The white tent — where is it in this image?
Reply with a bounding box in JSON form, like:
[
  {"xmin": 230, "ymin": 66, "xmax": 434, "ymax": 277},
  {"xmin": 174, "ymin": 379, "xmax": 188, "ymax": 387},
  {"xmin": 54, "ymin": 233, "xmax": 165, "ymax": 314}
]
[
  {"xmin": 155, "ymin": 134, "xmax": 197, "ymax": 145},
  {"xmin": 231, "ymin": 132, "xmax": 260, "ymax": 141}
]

- **AIM OF THE TASK**
Please rewrite the records with "white tent" switched to "gray tent", keeping every other line and character as it is.

- **TASK OUTPUT**
The gray tent — where is it in this image?
Reply with a bounding box in JSON form, like:
[
  {"xmin": 230, "ymin": 66, "xmax": 434, "ymax": 277},
  {"xmin": 174, "ymin": 379, "xmax": 188, "ymax": 387},
  {"xmin": 54, "ymin": 233, "xmax": 165, "ymax": 314}
]
[
  {"xmin": 155, "ymin": 134, "xmax": 197, "ymax": 145},
  {"xmin": 231, "ymin": 132, "xmax": 260, "ymax": 141}
]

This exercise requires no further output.